Page excerpt →
# # # # #

Each scene is sampled with 1° and 3° beams, in both Gaussian and
Airy patterns. Tabulated and plotted: the scanned Doppler velocity
(first moment) and spectral width (second moment), for each
(beam-width, pattern, scene) combination.

Scene assumption
----------------
Horizontal wind is zero everywhere (we isolate the *scene-structure*
contribution to beam broadening — the *uniform-wind* contribution was
the subject of Tutorial 13). Vertical motion ``w`` is co-located with
the cell reflectivity maxima, as the user preference.
"""

from __future__ import annotations

from dataclasses import dataclass

import numpy as np

from rustmatrix import Scatterer
from rustmatrix.psd import PSDIntegrator
from rustmatrix.refractive import m_w_10C
from rustmatrix.spectra import brandes_et_al_2002
from rustmatrix.spectra.beam import (AiryBeam, BeamIntegrator, GaussianBeam,
                                      Scene, marshall_palmer_psd_factory)
from rustmatrix.tmatrix_aux import (K_w_sqr, dsr_thurai_2007,
                                     geom_vert_back, wl_W)


# --- geometry constants -----------------------------------------------------

RADAR_ALTITUDE_M = 20000.0
TARGET_ALTITUDE_M = 3000.0          # middle of rain layer (z ≤ 5 km)
RANGE_M = RADAR_ALTITUDE_M - TARGET_ALTITUDE_M   # 17 km slant from zenith
RAIN_TOP_M = 5000.0

BG_DBZ = 20.0
CELL_PEAK_DBZ = 45.0
CELL_WIDTH_M = 500.0                 # 500 m Gaussian FWHM-ish
CELL_SIGMA_M = CELL_WIDTH_M / (2.0 * np.sqrt(2.0 * np.log(2.0)))
CELL_SPACING_M = 1500.0              # spacing between cell centres
CELL_CENTERS_X = np.arange(-3000.0, 3001.0, CELL_SPACING_M)
W_PEAK = 3.0                         # [m/s]  ±sign per scene

SCAN_X = np.linspace(-4000.0, 4000.0, 81)   # radar-position scan
BEAMWIDTHS_DEG = (1.0, 3.0)

V_MIN, V_MAX, N_BINS = -5.0, 15.0, 384


# --- scene builder ----------------------------------------------------------

def _cell_signs(pattern: str, n_cells: int) -> np.ndarray:
    if pattern == "uniform_updraft":
        return -np.ones(n_cells)            # negative = upward
    if pattern == "alternating":
        return np.array([-1.0 if i % 2 == 0 else 1.0 for i in range(n_cells)])
    if pattern == "dipole_couplet":
        return np.zeros(n_cells)            # handled below with dipole offset
    raise ValueError(f"unknown pattern: {pattern}")

# # # # #

What to work on →
1. In the radar beam code, list the pattern names that the _cell_signs function checks for.
2. Reproduce the radar beam code word for word, starting at "from rustmatrix import" and ending at "layer (z ≤ 5 km)".

Stored data →
# # # # #

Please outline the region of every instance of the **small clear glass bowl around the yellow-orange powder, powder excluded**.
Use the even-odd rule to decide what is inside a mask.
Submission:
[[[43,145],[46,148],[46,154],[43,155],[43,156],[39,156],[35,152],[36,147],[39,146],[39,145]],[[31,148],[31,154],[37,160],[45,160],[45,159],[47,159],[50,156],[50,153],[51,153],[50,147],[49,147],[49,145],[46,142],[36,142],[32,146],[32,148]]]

# # # # #

Solutions →
1.
- uniform_updraft
- alternating
- dipole_couplet

2.
from rustmatrix import Scatterer
from rustmatrix.psd import PSDIntegrator
from rustmatrix.refractive import m_w_10C
from rustmatrix.spectra import brandes_et_al_2002
from rustmatrix.spectra.beam import (AiryBeam, BeamIntegrator, GaussianBeam,
                                      Scene, marshall_palmer_psd_factory)
from rustmatrix.tmatrix_aux import (K_w_sqr, dsr_thurai_2007,
                                     geom_vert_back, wl_W)


# --- geometry constants -----------------------------------------------------

RADAR_ALTITUDE_M = 20000.0
TARGET_ALTITUDE_M = 3000.0          # middle of rain layer (z ≤ 5 km)